→ REQUIRED TASK: Rewrite the stretch of data from the line containing "petal in the live frame." through the line containing "239, 133, 292, 172", swapping "highlight" for "outline" and leaving everything else unchanged.

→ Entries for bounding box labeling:
---

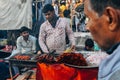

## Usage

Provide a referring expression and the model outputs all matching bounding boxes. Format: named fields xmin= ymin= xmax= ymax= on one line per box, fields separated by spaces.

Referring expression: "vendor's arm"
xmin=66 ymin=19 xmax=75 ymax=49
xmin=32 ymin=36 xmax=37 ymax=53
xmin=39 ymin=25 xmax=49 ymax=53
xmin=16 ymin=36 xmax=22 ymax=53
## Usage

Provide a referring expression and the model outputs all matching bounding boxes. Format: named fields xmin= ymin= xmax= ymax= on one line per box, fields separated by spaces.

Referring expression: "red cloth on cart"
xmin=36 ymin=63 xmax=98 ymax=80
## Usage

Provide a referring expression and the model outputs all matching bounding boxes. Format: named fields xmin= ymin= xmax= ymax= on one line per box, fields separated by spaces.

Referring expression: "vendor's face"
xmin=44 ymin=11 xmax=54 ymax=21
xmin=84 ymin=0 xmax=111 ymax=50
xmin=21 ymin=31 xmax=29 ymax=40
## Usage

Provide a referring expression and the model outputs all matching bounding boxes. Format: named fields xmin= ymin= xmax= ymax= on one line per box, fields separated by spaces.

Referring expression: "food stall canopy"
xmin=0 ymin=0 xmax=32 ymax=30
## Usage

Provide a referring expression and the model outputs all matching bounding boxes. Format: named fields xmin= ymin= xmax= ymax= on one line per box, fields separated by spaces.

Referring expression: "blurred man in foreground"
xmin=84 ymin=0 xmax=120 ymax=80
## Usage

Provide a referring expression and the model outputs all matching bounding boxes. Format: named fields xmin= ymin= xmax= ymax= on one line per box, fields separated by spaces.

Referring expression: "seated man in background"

---

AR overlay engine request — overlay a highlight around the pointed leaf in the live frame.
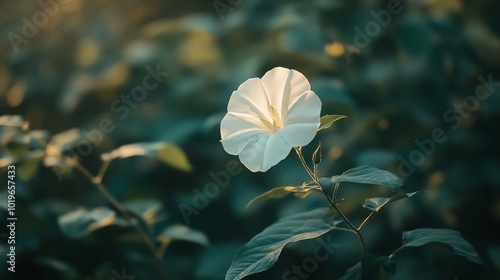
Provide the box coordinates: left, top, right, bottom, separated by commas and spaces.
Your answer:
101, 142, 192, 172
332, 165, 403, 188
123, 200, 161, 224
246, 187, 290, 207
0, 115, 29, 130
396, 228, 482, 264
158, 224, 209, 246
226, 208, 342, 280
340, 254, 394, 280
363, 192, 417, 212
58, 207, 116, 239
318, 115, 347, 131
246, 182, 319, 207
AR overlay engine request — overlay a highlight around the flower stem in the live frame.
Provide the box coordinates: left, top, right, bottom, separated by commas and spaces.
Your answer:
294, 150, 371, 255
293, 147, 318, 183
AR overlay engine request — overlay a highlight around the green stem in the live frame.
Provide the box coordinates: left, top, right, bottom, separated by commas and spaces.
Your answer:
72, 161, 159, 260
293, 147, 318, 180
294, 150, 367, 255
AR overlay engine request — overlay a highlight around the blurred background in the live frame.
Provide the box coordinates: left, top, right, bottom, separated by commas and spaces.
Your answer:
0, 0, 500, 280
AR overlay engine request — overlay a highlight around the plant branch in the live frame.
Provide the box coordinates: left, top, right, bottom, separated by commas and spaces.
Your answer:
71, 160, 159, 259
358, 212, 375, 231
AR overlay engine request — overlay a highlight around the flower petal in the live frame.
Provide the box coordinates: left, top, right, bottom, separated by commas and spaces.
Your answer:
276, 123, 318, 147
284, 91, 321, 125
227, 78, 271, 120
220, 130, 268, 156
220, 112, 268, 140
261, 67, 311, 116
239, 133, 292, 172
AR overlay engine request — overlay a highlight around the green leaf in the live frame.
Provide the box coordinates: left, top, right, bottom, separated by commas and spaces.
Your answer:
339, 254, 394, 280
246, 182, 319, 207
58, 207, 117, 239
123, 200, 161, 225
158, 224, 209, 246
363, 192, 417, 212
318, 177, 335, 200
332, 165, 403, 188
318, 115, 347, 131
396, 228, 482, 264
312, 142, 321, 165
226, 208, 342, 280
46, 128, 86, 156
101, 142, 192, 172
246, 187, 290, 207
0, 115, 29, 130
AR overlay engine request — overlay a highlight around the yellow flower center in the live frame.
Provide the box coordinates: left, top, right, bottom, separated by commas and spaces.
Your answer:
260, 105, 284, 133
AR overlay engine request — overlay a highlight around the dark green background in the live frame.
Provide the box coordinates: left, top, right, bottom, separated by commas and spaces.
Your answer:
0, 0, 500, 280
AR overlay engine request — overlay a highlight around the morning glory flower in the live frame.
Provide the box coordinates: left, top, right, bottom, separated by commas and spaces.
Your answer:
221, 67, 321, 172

---

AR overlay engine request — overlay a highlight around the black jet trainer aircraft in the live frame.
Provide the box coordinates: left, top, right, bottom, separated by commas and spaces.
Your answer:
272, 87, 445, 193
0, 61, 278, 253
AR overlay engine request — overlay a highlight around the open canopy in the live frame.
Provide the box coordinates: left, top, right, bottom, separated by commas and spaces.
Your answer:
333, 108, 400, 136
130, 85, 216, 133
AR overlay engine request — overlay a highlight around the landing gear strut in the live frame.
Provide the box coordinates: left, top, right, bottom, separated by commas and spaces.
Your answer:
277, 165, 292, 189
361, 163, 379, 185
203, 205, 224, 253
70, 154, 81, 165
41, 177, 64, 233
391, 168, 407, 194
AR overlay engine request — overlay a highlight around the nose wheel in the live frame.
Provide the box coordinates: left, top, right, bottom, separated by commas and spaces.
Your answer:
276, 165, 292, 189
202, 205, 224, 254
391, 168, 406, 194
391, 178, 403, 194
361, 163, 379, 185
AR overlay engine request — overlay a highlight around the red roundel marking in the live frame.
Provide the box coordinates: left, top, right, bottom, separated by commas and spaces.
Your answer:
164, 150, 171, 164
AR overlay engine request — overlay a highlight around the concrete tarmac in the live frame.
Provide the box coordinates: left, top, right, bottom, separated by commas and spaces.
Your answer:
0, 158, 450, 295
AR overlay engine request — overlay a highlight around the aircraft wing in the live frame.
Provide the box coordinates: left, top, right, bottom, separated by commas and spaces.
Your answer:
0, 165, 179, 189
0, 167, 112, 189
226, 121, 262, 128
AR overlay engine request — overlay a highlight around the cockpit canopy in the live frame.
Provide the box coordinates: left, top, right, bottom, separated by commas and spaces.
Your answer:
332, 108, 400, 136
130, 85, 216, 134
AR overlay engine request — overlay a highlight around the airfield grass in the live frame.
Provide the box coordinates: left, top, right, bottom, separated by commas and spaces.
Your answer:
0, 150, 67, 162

---

→ SOLVED PROBLEM:
AR overlay engine request — overlay a outline around the flower petal in the live frame.
Provide the box coordinates: left, top, right, bottom, separated by commas and spaces.
Your answer:
276, 123, 318, 147
284, 91, 321, 125
227, 78, 271, 120
220, 130, 268, 156
220, 112, 268, 140
261, 67, 311, 116
239, 133, 292, 172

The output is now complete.